--- Texte de la page ---
Si elle s’est trompée dans ce texte, elle a récidivé dans un autre, de 2020, du Toronto Star. Après avoir cité un membre de la communauté musulmane de Québec, Rachid Rafah, affirmant qu’« au Québec, les gens ne peuvent pas admettre qu’il y a des problèmes dans cette société. Je ne sais pas pourquoi ». Elle ajoute : « Il n’y a pas que la plupart des Québécois qui sont dans le déni », trop de Canadiens le sont aussi.
Si on prend le temps de lire ses écrits un peu plus vieux, on ne peut que déceler une constante dans son appréciation des Québécois, superbement étalée dans ce texte de 2013 du Star sur la charte des valeurs. Elle cite d’abord le livre A Fair Country, de John Ralston Saul : « Dans tout le monde occidental dans la seconde moitié du XIXe siècle, les civilisations de la classe moyenne, enchaînées et obsédées par l’empire ont progressivement glissé vers les peurs paranoïaques du XXe siècle. Peur de quoi ? Peur de la perte de pureté — sang pur, pure race, purs traits nationaux et valeurs et liens. »
Son commentaire : « Il aurait pu écrire cela au sujet du Québec d’aujourd’hui. Les sondages favorables à la charte indiquent que [Pauline] Marois a puisé dans une paranoïa viscérale de l’autre qui hante parfois les communautés avec un effet tragique. » Elle se désole ensuite que certains se résignent à ce que « la province ne changera jamais, restant un bastion forcé et statique de la culture et de l’identité françaises ; un rêve partagé qui nie le rôle et la présence des Premières Nations au départ, et celles des minorités qui sont venues plus tard ? ».

--- Consigne ---
D'après le texte de la page, quel livre de John Ralston Saul est cité dans l'article de 2013 consacré à la charte des valeurs ?

--- Données fournies ---
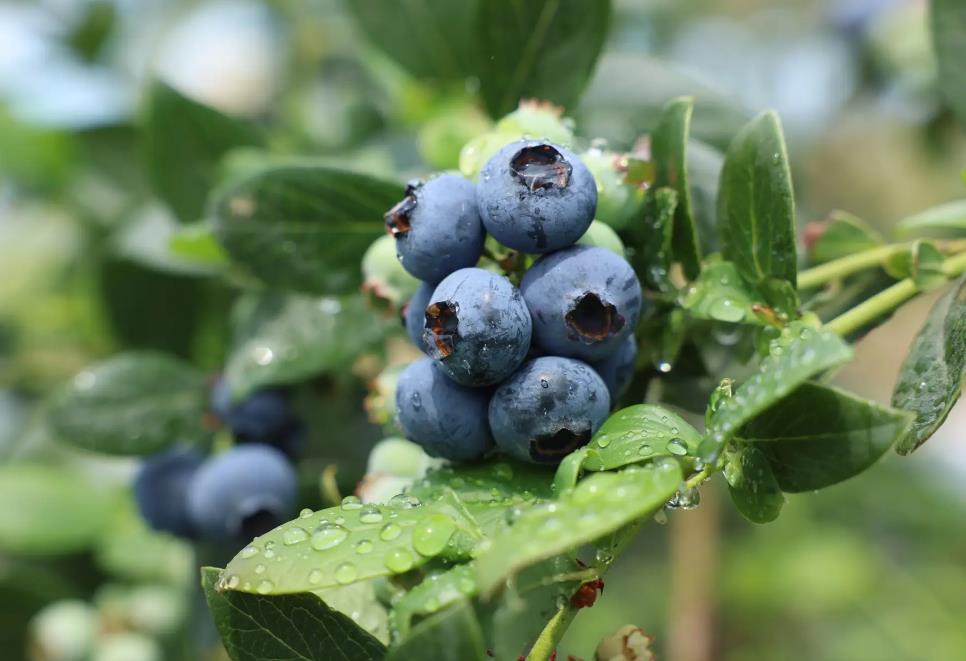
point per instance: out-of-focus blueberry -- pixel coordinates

--- Réponse ---
A Fair Country.